[[ Text block open ]]

Vitamin D and chronic widespread pain in a white middle-aged British population: evidence from a cross-sectional population survey

  1. K Atherton1,
  2. D J Berry1,
  3. T Parsons1,
  4. G J Macfarlane2,
  5. C Power1,
  6. E Hyppönen1
  1. 1
    MRC Centre of Epidemiology for Child Health, UCL Institute of Child Health, London, UK
  2. 2
    Aberdeen Pain Research Collaboration (Epidemiology group), University of Aberdeen, Aberdeen, UK
  1. Dr E Hyppönen, MRC Centre of Epidemiology for Child Health, UCL Institute of Child Health, 30 Guilford Street, London WC1N 1EH, UK; e.hypponen{at}ich.ucl.ac.uk
  • Accepted 27 May 2008
  • Published Online First 12 August 2008

Abstract

Background: Identified aetiological factors for chronic widespread pain (CWP) are largely related to emotional and behavioural factors, but current management leads to modest improvement in symptoms. Vitamin D deficiency has been suggested as a new modifiable risk factor for CWP.

Objective: To examine the association between vitamin D status (measured by 25-hydroxyvitamin D (25(OH)D)) and CWP in a nationwide population sample of white British adults, accounting for potential mediating and confounding lifestyle factors.

Methods: 9377 participants born 1 week in March 1958, in England, Scotland or Wales and completing a biomedical assessment at age 45; 6824 eligible participants had data on 25(OH)D and completed pain manikins.

Results: Prevalence of CWP varied by 25(OH)D concentration in women but not in men, with the lowest prevalence observed for women with 75–99 nmol/l (14.4% for <25 nmol/l, 14.8% for 25–49 nmol/l, 11.6% for 50–74 nmo/l, 8.2% for 75–99 nmol/l and 9.8% for participants with ⩾100 nmol/l). There was an interaction between 25(OH)D concentration and gender in relation to CWP (interaction, p = 0.006), which was not fully explained by differences in lifestyle or social factors (adjusted interaction, p = 0.03). For women, the association between 25(OH)D concentration and CWP persisted after full adjustment (odds ratio (OR) for <75 nmol/l vs 75–99 nmol/l 1.57, 95% CI 1.09 to 2.26), while no evidence for an association was apparent in men (OR = 1.03, 95% CI 0.75 to 1.43).

Conclusion: Current vitamin D status was associated with CWP in women but not in men. Follow-up studies are needed to evaluate whether higher vitamin D intake might have beneficial effects on the risk of CWP.

Footnotes

  • Competing interests: None.

  • Funding: Data collection at age 44-46 years and support for KA and DJB was provided by the UK Medical Research Council (grant G0000934), 25(OH)D assays were funded by the BUPA Foundation. EH is funded by the Department of Health (UK) Public Health Career Scientist Award. This work was undertaken at Great Ormond Street Hospital/University College London, Institute of Child Health, which received a proportion of funding from the Department of Health’s National Institute of Health Research (“Biomedical Research Centres” funding). The Medical Research Council provides funds for the MRC Centre of Epidemiology for Child Health.

  • Ethics approval: Ethical approval was obtained from the South East Multi-Centre Research Ethics Committee (ref 01/1/44).

[[ Text block closed ]]
[[ Source information open ]]

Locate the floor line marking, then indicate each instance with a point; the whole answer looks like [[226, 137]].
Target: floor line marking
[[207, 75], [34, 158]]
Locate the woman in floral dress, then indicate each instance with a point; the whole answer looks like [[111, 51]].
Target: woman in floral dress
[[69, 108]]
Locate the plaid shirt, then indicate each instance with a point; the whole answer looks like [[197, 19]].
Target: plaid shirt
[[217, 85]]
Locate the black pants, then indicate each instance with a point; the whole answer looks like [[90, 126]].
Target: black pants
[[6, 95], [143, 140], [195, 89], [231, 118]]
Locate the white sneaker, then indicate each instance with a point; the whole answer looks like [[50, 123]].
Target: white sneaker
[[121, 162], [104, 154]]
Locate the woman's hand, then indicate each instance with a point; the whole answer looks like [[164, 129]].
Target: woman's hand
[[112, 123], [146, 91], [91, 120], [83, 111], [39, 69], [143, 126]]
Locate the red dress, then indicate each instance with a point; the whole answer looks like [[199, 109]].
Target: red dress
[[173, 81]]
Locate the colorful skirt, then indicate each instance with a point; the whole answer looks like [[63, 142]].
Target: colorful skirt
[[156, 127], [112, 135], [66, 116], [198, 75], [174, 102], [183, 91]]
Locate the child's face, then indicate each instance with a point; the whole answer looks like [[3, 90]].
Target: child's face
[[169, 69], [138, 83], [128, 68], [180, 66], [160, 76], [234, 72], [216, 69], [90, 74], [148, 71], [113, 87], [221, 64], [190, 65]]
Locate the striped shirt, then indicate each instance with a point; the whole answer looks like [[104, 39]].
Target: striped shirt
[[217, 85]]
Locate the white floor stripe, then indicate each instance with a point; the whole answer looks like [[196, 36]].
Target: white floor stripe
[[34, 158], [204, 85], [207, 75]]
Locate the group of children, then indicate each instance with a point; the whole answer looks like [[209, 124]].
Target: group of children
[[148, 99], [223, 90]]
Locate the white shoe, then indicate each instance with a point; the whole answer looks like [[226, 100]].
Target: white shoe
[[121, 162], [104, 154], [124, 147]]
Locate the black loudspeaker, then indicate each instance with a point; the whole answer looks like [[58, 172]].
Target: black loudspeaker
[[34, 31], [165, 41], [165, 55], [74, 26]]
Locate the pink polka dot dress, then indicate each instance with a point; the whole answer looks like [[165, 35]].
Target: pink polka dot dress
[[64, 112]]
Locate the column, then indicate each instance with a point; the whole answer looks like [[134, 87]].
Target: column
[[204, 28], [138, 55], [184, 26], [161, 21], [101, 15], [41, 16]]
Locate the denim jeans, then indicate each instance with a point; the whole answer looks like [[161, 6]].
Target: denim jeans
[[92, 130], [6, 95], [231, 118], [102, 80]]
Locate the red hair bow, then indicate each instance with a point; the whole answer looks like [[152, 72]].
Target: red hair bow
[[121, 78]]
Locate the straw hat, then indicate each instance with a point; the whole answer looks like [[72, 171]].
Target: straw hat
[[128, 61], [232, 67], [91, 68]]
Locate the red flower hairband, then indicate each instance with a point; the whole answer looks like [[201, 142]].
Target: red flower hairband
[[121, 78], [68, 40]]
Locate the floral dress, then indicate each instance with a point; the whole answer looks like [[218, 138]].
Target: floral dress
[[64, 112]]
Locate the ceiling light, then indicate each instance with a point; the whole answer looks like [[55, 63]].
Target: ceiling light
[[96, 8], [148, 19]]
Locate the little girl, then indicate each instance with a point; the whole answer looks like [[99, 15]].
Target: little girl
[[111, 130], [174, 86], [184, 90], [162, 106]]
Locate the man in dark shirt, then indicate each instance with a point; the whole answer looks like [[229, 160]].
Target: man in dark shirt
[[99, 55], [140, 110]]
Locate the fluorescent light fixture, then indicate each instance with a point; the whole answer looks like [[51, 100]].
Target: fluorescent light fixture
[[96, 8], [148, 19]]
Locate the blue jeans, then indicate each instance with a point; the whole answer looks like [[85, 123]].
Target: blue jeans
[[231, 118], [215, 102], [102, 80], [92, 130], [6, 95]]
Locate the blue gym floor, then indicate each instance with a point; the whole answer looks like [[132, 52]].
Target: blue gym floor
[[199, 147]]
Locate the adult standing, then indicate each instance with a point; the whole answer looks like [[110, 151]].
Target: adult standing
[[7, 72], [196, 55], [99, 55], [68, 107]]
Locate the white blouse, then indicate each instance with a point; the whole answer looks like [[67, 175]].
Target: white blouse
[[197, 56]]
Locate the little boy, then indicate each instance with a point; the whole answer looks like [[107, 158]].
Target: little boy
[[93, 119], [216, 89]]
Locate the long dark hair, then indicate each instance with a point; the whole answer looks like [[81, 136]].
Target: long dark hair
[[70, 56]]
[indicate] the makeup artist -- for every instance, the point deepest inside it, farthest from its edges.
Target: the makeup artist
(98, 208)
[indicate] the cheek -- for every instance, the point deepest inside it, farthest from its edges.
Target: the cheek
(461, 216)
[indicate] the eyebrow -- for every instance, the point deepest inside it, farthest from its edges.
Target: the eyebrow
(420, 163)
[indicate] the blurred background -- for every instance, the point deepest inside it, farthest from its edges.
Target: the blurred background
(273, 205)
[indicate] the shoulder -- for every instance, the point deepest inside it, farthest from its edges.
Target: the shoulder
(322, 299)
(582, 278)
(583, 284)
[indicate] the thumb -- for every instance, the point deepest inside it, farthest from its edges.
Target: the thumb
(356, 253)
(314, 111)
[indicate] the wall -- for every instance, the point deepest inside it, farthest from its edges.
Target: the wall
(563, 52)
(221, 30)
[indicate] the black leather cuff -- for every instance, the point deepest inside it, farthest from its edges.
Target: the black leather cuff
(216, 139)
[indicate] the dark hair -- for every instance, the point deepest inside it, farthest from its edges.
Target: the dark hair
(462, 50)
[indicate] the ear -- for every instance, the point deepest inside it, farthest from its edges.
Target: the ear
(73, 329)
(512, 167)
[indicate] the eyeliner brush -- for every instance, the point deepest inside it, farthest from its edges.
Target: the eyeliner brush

[[ Source information closed ]]

Your objective => Reproduce word for word the stretch of the vitamin D article from "Conclusion: Current vitamin" through "for Child Health.".

Reply to the task =>
Conclusion: Current vitamin D status was associated with CWP in women but not in men. Follow-up studies are needed to evaluate whether higher vitamin D intake might have beneficial effects on the risk of CWP.

Footnotes

  • Competing interests: None.

  • Funding: Data collection at age 44-46 years and support for KA and DJB was provided by the UK Medical Research Council (grant G0000934), 25(OH)D assays were funded by the BUPA Foundation. EH is funded by the Department of Health (UK) Public Health Career Scientist Award. This work was undertaken at Great Ormond Street Hospital/University College London, Institute of Child Health, which received a proportion of funding from the Department of Health’s National Institute of Health Research (“Biomedical Research Centres” funding). The Medical Research Council provides funds for the MRC Centre of Epidemiology for Child Health.